• Set exercise:
Reproduce the part of the items that opens with their first line and closes with the line containing "104;29;159;100", both ends included, adding 83 to every bounding-box coordinate in the answers while leaving the requests and their format samples unchanged. Omit the pictures from your reply.

((

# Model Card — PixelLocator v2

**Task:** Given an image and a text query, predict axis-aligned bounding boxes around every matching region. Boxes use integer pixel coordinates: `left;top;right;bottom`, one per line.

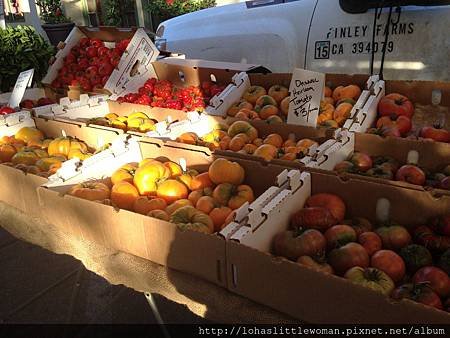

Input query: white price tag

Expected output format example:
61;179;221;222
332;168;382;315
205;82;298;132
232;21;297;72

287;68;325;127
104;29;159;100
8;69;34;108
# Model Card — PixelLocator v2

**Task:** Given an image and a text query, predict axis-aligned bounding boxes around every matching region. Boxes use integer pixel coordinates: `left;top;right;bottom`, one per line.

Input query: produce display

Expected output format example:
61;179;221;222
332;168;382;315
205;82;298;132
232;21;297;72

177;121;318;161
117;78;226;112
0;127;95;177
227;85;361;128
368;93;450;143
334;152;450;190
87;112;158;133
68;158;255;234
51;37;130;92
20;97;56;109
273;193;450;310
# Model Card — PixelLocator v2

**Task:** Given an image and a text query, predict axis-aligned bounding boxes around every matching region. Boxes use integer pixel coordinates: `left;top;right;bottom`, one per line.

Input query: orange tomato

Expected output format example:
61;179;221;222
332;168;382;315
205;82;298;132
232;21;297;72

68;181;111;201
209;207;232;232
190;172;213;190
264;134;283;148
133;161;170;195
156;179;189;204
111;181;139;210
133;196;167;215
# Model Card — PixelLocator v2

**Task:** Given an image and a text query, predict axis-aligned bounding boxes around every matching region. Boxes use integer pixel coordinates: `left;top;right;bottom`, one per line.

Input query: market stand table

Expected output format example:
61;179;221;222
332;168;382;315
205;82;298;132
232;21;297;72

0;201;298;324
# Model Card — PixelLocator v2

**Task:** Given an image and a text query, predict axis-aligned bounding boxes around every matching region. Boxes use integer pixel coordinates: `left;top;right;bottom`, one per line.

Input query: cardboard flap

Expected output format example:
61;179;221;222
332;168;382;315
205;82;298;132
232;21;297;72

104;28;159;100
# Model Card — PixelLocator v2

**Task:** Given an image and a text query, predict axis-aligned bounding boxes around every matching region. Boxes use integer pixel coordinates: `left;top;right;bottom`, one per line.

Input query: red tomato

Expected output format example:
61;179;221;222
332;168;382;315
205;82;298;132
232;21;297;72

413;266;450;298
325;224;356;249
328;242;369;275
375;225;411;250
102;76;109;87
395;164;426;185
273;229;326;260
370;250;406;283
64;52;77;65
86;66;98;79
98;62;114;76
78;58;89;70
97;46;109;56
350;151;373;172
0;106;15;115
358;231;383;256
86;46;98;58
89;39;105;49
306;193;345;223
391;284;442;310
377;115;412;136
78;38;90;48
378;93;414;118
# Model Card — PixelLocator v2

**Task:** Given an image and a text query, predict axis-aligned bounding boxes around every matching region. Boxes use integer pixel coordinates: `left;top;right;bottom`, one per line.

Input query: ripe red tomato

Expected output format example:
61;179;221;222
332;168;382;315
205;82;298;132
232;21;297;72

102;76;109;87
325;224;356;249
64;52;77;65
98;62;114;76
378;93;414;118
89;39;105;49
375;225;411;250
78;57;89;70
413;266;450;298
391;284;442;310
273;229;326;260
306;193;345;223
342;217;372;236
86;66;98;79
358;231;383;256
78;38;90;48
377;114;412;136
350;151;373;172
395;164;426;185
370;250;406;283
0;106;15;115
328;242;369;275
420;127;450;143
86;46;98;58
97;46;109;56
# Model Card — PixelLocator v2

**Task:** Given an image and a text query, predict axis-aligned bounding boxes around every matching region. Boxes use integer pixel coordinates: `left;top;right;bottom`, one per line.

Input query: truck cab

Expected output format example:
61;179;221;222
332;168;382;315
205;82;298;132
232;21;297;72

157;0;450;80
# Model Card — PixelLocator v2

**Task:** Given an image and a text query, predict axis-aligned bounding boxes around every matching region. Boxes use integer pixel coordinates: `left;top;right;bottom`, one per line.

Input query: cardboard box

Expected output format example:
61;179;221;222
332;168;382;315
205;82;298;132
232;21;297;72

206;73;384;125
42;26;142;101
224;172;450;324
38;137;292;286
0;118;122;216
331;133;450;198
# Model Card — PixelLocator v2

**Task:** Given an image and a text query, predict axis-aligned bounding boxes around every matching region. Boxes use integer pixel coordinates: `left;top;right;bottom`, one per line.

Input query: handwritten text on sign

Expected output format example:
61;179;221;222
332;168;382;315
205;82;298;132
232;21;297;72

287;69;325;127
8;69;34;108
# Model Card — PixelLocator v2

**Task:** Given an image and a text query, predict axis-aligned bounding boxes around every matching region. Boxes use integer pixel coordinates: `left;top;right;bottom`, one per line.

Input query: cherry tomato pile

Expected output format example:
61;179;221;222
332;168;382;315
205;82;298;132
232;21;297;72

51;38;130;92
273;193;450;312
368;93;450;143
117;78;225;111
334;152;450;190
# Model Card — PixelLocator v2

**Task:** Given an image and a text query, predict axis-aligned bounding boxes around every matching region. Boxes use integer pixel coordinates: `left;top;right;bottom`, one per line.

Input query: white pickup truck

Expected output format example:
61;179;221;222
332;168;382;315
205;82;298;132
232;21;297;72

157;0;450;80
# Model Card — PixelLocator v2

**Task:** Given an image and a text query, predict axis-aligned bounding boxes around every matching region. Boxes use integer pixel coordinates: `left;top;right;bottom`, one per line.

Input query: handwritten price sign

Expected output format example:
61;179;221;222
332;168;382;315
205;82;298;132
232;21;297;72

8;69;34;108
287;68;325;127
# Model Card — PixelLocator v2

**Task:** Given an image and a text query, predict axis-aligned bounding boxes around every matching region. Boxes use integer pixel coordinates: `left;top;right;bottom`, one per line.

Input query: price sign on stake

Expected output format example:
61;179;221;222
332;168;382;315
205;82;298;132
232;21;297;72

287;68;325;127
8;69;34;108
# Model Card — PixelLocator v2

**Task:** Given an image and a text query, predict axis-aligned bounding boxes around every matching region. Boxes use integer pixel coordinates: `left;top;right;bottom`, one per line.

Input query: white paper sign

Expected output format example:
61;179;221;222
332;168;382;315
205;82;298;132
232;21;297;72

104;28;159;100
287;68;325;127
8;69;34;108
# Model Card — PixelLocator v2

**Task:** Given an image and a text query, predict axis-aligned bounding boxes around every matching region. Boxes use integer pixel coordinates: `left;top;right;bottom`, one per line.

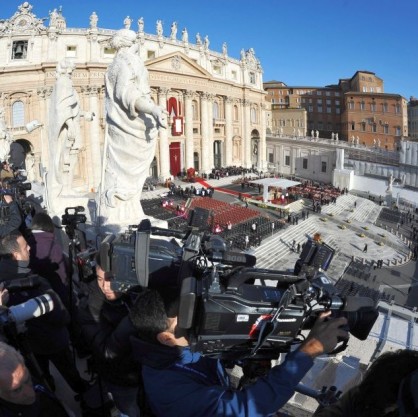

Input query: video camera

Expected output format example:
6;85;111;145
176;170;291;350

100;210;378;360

))

• Response for this exercise:
# Model Card — PixelLocator v2

**Task:** Given an image and a text query, predict axis-aligned bounding boxes around every matching region. Boxes use integer pixel coordinates: `left;top;right;bottom`, one per line.


Input query: white price tag

Expected output format example:
61;179;221;222
332;168;382;315
205;82;298;132
232;21;297;72

370;151;408;210
187;112;242;183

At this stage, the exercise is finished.